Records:
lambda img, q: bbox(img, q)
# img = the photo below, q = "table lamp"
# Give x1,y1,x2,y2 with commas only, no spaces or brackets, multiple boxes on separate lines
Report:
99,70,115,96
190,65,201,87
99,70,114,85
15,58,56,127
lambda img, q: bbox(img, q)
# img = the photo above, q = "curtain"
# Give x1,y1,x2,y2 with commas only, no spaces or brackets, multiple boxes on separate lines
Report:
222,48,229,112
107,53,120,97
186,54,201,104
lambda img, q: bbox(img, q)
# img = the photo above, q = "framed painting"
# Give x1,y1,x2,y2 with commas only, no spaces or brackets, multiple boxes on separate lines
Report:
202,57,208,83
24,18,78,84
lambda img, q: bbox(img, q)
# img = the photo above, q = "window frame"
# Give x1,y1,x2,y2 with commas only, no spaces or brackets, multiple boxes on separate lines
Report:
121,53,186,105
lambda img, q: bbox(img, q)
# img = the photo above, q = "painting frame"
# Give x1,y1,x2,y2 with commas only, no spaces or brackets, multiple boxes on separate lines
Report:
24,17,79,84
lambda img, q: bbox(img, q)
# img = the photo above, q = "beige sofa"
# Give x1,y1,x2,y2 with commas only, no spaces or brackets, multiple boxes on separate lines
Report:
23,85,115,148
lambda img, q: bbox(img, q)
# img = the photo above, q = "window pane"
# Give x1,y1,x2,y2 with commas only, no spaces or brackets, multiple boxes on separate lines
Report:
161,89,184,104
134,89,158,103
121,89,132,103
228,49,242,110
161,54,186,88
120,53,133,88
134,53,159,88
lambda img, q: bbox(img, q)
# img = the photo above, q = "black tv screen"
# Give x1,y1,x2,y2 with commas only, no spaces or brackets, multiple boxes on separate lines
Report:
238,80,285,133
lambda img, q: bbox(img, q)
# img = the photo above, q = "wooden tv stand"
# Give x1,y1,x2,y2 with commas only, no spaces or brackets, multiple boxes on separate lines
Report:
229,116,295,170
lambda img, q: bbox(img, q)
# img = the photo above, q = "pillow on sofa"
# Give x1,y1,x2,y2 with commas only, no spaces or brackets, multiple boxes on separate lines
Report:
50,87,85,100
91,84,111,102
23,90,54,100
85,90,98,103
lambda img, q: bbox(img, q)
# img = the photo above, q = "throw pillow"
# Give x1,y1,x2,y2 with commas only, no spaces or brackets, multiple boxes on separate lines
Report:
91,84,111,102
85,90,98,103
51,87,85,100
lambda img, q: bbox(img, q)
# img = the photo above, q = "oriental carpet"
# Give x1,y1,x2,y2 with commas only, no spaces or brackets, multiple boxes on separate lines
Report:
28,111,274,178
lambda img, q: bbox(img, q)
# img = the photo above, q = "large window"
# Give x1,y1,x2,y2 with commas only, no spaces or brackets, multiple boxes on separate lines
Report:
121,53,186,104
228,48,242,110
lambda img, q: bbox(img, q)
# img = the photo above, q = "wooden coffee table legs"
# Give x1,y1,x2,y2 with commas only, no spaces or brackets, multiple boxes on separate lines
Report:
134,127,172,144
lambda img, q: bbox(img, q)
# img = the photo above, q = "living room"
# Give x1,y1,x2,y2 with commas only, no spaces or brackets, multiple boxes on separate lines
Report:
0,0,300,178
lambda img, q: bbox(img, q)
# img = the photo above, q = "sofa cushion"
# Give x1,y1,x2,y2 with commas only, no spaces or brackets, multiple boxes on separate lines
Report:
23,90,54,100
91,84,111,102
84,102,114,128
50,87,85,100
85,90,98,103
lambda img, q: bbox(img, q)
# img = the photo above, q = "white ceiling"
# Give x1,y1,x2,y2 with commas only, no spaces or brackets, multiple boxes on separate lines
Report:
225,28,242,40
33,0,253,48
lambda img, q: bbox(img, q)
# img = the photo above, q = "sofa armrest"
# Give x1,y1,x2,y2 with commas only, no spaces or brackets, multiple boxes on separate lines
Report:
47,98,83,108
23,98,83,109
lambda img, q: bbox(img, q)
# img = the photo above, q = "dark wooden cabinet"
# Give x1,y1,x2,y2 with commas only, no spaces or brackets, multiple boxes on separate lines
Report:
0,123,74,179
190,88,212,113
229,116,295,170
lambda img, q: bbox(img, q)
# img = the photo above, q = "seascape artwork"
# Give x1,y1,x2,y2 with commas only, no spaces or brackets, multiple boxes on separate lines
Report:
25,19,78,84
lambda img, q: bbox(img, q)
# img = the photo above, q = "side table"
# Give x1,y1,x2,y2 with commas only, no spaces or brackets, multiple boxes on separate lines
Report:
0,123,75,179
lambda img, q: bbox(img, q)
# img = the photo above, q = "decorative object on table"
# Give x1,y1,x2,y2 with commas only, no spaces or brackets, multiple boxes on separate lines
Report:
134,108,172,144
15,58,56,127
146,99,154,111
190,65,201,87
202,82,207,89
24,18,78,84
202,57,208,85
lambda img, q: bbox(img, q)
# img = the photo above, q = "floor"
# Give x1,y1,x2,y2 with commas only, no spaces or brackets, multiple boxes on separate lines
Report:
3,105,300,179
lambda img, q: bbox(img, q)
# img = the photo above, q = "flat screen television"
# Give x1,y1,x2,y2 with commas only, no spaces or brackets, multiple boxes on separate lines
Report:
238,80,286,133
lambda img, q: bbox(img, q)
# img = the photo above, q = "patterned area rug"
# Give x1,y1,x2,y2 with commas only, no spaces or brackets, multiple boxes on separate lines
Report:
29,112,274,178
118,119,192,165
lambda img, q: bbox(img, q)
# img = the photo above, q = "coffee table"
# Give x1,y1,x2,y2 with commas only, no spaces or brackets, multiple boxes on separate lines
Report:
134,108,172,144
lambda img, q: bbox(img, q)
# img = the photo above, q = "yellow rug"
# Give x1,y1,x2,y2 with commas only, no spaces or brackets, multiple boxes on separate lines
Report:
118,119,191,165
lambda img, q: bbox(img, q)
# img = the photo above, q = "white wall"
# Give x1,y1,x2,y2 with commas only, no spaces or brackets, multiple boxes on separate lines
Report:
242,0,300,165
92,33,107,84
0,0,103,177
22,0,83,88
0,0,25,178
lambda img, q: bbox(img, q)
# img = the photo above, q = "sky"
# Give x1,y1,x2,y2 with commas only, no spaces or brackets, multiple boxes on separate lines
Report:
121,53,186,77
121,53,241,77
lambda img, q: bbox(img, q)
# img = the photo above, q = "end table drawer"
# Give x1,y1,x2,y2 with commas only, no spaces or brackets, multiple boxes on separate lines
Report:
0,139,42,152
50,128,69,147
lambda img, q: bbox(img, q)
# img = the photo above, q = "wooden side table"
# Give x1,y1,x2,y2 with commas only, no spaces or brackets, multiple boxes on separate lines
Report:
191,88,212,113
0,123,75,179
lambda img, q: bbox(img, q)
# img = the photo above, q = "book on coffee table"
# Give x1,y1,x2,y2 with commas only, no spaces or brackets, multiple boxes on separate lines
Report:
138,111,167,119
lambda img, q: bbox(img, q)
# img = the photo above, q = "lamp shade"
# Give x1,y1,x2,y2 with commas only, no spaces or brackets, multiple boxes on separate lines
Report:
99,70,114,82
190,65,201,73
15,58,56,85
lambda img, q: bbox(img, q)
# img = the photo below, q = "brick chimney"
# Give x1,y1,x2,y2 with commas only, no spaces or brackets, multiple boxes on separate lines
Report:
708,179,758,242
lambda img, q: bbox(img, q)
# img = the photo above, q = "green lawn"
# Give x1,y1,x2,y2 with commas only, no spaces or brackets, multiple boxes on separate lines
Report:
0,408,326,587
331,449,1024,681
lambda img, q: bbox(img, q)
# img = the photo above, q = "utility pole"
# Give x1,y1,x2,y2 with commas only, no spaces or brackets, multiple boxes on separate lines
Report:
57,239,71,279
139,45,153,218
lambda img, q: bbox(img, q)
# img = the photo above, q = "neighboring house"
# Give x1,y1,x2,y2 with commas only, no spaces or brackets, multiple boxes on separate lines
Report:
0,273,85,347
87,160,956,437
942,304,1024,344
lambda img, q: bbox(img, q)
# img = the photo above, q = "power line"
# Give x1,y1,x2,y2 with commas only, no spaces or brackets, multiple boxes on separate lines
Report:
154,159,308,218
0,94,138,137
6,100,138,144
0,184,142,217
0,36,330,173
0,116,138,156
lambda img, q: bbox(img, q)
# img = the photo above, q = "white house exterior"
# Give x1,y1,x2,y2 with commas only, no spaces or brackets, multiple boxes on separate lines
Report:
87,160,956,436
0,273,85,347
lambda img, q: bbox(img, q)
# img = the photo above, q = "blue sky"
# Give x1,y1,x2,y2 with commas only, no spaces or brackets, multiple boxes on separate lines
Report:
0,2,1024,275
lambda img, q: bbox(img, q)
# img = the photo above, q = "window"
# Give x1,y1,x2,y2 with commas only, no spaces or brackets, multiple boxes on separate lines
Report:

▸ **EXERCISE PROMPT**
Extract the lines above, unchanged, from the start of the records through the line containing "186,54,201,104".

▸ **ANSWER TO THIS PROBLEM**
lambda img, q: bbox(img, q)
# img = the photo below, q = "table lamp"
# Give x1,y1,x2,y2 with commas only, no spaces or brackets, multiple boxes on separate lines
Report:
99,70,115,96
190,65,201,87
99,70,114,85
15,58,56,127
lambda img, q: bbox(img, q)
# img = the photo above, q = "curtain"
# Give x1,y1,x2,y2 with commas only, no spaces or brackets, multiple boxes on separate lines
Report:
222,48,229,112
107,53,120,97
186,54,201,104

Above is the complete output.